* **TRECHO DA PÁGINA**
***

Machado de Assis – Quem é?

Nem pelo princípio e nem pelo fim, essa reportagem começa pelo meio. Em se tratando de Machado de Assis, o tempo não aceita linearidade. Para o imortal, o meio é a campa 1.359 do Cemitério São João Batista. Vazia. Dá para ver pela rachadura na tampa.

– Machado de Assis… Quem é Machado de Assis? – pergunta o funcionário administrativo da Santa Casa pouco antes de informar o número da sepultura.
[nggallery id=15792]

– Num cemitério de mortos célebres, procurar por um do começo do século passado não é tarefa razoável – acrescenta ele. No caderno dos mais visitados, constam Carmen Miranda, Tom Jobim, Santos Dumont, Cazuza, José de Alencar e…
– Ah, Machado de Assis! – aponta o funcionário.

Folhas de pinheiro secas pelo chão, sol que cega de tanto ofuscar, e um calor de 35 graus que confunde e impacienta. Não é improvável um morto perder-se entre as mais de 50 mil sepulturas espalhadas nos 3.874 metros quadrados do cemitério.

– Não tem ninguém aqui, olha só. Jorge, um dos coveiros do São João, mais conhecido como Pelanca, revira a tampa da sepultura quebrada em busca de nomes.
– Só pode ser essa daqui. Já deve ter sido exumado, 1908…

No alto do Corcovado, o Cristo Redentor de braços abertos ri. Aos seus pés, o bairro do Cosme Velho, onde Machado de Assis morou por 25 anos. Teria o escritor saído do túmulo para escrever suas memórias? Caminharia incógnito pelas ruas do Catete, Glória, Laranjeiras, Ouvidor? Se for à Rua Cosme Velho, não encontrará a casa que se abre no vazio, como a descreveu Carlos Drummond de Andrade, em seu poema “A um Bruxo, com Amor”. No lugar foi construído um prédio de dez andares, cujo aspecto lembra o de um navio – o Edifício Marina, que começa na Rua Marechal Pires Ferreira e se estende até a Rua Cosme Velho, onde divide o espaço com uma locadora-livraria, um salão de beleza, uma pet shop, um mercadinho, uma loja de homeopatia e uma lanchonete.

Quem espremer os olhos para concentrar a visão ainda não conseguirá ver o que está escrito na placa de bronze pintada de azul, numa homenagem da prefeitura, em 1993, ao mais ilustre morador do bairro. Só se sabe que ali morou Machado de Assis por uma outra placa, não tão bonita e assinada pela Associação de Amigos e Moradores do Cosme Velho (AMA-Cosme Velho), em que se pode enxergar os dizeres: “Neste local viveu Machado de Assis de 1883 até a sua morte em 1908”.

***

* **REGISTROS ARMAZENADOS**
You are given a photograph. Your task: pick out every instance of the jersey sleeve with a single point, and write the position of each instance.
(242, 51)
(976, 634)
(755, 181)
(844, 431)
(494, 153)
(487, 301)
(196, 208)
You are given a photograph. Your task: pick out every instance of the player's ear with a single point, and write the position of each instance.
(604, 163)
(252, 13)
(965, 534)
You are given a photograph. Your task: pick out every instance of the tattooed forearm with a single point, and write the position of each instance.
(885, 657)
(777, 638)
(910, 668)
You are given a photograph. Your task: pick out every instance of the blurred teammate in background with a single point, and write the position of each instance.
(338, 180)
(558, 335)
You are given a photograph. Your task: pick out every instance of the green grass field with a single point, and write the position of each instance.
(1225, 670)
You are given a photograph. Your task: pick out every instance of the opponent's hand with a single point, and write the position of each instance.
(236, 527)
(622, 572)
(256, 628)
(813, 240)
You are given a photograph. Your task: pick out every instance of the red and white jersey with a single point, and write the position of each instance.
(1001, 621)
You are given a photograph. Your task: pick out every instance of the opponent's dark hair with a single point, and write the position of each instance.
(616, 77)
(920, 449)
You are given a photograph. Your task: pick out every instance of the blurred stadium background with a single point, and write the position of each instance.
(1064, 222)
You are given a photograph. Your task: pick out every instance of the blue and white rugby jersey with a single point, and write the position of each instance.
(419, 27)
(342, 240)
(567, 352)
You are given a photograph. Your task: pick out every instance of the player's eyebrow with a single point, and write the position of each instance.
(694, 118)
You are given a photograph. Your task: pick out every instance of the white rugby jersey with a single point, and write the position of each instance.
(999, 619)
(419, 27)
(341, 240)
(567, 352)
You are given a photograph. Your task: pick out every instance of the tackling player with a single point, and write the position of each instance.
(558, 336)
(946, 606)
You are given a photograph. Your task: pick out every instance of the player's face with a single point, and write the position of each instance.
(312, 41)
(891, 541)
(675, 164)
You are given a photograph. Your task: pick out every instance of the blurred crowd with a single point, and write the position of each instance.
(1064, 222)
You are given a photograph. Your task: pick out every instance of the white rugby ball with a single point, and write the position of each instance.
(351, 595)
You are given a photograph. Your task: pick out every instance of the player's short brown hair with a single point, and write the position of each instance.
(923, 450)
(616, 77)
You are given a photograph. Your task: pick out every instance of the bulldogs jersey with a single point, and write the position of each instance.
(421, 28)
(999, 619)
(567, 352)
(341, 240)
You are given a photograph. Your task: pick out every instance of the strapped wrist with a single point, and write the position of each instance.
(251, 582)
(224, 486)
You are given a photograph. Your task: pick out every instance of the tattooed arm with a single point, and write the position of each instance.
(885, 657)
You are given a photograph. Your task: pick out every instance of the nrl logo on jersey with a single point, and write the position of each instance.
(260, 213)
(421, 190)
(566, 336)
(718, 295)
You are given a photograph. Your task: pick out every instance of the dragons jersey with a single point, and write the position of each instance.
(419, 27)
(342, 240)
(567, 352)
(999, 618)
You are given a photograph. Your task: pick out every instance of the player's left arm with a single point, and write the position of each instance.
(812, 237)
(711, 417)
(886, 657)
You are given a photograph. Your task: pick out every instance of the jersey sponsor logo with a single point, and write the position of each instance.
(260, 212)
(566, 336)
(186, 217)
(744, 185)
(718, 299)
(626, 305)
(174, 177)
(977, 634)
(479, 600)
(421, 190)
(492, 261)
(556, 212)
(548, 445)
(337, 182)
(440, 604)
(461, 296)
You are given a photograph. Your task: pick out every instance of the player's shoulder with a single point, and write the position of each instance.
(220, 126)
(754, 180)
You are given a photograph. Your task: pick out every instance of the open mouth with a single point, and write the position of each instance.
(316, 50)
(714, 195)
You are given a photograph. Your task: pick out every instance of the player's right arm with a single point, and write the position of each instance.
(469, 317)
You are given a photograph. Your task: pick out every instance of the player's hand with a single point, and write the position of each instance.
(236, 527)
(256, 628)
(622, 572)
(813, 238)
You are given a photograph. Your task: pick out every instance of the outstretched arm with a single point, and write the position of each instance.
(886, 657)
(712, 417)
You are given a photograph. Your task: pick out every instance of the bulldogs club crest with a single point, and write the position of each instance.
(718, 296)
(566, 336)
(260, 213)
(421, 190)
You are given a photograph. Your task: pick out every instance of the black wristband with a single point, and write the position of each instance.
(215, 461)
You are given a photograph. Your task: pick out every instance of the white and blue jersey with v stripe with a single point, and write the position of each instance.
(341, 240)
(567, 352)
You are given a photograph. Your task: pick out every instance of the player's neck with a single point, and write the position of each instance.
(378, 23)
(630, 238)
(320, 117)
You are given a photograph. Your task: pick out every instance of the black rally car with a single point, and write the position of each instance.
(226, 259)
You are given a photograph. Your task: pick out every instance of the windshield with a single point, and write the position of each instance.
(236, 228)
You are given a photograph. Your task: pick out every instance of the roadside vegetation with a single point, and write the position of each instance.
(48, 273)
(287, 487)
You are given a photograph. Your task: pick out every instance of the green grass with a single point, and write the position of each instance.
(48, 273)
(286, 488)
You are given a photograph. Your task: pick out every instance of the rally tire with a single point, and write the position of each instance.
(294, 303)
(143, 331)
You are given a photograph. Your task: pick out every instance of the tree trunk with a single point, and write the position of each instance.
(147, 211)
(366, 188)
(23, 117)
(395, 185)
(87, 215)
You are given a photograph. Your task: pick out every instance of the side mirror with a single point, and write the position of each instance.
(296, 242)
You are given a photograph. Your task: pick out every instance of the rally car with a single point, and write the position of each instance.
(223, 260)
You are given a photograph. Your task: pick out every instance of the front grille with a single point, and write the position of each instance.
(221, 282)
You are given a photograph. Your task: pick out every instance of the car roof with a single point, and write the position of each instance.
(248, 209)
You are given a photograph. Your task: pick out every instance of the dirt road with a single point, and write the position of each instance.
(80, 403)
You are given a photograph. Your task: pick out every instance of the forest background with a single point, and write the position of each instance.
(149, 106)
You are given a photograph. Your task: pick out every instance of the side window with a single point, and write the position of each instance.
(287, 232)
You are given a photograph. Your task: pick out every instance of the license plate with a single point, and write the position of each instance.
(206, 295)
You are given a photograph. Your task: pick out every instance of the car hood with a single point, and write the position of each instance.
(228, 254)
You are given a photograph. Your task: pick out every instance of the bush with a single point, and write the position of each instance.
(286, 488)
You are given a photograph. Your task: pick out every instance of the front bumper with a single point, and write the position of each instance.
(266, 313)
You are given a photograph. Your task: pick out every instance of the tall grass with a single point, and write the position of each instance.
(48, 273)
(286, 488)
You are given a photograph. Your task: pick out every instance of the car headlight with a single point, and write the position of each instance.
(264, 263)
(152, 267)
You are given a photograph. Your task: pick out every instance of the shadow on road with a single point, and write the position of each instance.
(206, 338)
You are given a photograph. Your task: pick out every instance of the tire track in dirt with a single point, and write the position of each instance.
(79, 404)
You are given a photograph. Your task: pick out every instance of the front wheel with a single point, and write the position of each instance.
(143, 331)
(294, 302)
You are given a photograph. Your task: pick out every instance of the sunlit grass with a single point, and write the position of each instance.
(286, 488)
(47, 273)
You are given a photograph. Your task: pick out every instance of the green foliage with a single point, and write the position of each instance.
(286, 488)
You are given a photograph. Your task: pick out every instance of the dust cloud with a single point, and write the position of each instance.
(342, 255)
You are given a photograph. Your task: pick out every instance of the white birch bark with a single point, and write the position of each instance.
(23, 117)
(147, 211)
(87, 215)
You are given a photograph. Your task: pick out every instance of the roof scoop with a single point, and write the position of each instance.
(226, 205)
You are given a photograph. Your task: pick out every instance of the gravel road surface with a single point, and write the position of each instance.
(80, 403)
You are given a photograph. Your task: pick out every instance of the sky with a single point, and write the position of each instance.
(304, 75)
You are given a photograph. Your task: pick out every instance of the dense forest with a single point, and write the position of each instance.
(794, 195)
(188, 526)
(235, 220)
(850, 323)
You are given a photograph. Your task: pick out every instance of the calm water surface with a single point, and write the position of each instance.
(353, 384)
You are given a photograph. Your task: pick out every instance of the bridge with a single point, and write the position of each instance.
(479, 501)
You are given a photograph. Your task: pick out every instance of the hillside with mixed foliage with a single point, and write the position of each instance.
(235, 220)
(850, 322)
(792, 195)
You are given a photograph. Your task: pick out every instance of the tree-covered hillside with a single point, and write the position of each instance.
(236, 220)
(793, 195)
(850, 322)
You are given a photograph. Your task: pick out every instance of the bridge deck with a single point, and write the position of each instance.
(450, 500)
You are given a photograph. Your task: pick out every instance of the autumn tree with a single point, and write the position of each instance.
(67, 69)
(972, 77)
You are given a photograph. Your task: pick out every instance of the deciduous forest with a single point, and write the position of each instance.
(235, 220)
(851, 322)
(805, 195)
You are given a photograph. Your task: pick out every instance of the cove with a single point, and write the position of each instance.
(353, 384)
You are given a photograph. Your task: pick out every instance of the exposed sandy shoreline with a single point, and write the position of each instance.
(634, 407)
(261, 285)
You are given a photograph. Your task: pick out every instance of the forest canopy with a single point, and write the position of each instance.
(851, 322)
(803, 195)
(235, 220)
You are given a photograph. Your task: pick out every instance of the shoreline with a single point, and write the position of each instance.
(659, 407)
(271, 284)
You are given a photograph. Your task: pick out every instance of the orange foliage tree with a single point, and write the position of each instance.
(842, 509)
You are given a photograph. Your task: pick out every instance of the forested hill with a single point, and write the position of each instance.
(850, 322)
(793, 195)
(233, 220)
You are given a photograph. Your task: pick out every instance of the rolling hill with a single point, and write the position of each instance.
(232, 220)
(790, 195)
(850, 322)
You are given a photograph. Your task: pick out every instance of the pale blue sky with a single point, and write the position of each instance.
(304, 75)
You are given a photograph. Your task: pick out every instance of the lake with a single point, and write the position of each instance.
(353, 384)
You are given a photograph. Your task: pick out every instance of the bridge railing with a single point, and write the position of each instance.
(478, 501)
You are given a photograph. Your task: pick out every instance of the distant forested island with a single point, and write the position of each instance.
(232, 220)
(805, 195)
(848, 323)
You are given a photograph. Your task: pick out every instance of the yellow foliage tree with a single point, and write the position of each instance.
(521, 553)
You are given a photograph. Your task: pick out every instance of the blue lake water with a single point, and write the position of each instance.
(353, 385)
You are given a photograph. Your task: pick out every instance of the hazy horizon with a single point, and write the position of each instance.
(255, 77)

***

* **TAREFAS**
1. Responda com base na reportagem sobre Machado de Assis:
(a) Qual é o número da campa indicada no Cemitério São João Batista?
(b) Por qual apelido é mais conhecido o coveiro Jorge?
(c) Que período a placa da AMA-Cosme Velho indica para a moradia de Machado de Assis no local?
2. Por favor, dê continuidade à reportagem sobre Machado de Assis a partir da última frase apresentada.
Os registros não são necessários.

* **RESULTADOS DAS TAREFAS**
1.
(a) 1.359.
(b) Pelanca.
(c) De 1883 até a sua morte em 1908.

2.
O delírio
Natureza ou Pandora. Mãe e inimiga. Assim Machado apresentou a morte no capítulo “O Delírio” de Memórias Póstumas de Brás Cubas. E talvez assim ela tenha se apresentado a ele às 3h20 da madrugada do dia 29 de setembro de 1908, após cinco meses de visitas constantes, acompanhada de fortes dores causadas por uma úlcera na língua. Tinha 69 anos, dos quais pesaram-lhe muito os últimos quatro, marcados pela ausência de Carolina, sua eterna companheira.

– Ah, ele foi escritor, é? Então deve estar no mausoléu – Jorge aponta para a muralha de pedras que se ergue na colina do cemitério. O mausoléu da Academia Brasileira de Letras (ABL), criado por Hermes Lima, em 1962.

Degraus e mais degraus e lá estava Francisco, o zelador. Magro, de olhar desconfiado, falante; cigarro entre os dedos de uma mão, na outra uma brocha a salpicar cloro num túmulo de mármore que ficava em frente ao mausoléu. Francisco trabalha no mausoléu desde 1994, conhece uma pontinha da vida de cada um dos 67 escritores lá enterrados, por meio do anuário da ABL. Já tentou ler um livro de Machado, mas parou no meio.

– Prefiro o José de Alencar, cujo túmulo fica aqui na frente, fora do mausoléu. Da obra de Machado de Assis conheço pouco. De sua vida só sei o que todo mundo sabe, que foi escritor e presidente da ABL. Mas costumo dizer que foi Machado quem me convocou para trabalhar aqui.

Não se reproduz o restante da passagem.